*WHAT NEEDS TO BE DONE*
Could you transcribe every entry exactly, leaving nothing out?

***** INFORMATION SHOWN *****

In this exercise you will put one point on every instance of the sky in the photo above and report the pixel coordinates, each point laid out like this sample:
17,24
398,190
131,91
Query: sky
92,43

*****

*EXERCISE ANSWER*
In this exercise you will put one point on every instance of the sky in the photo above and report the pixel coordinates, each point laid out like this sample:
17,24
398,190
131,91
Query: sky
92,43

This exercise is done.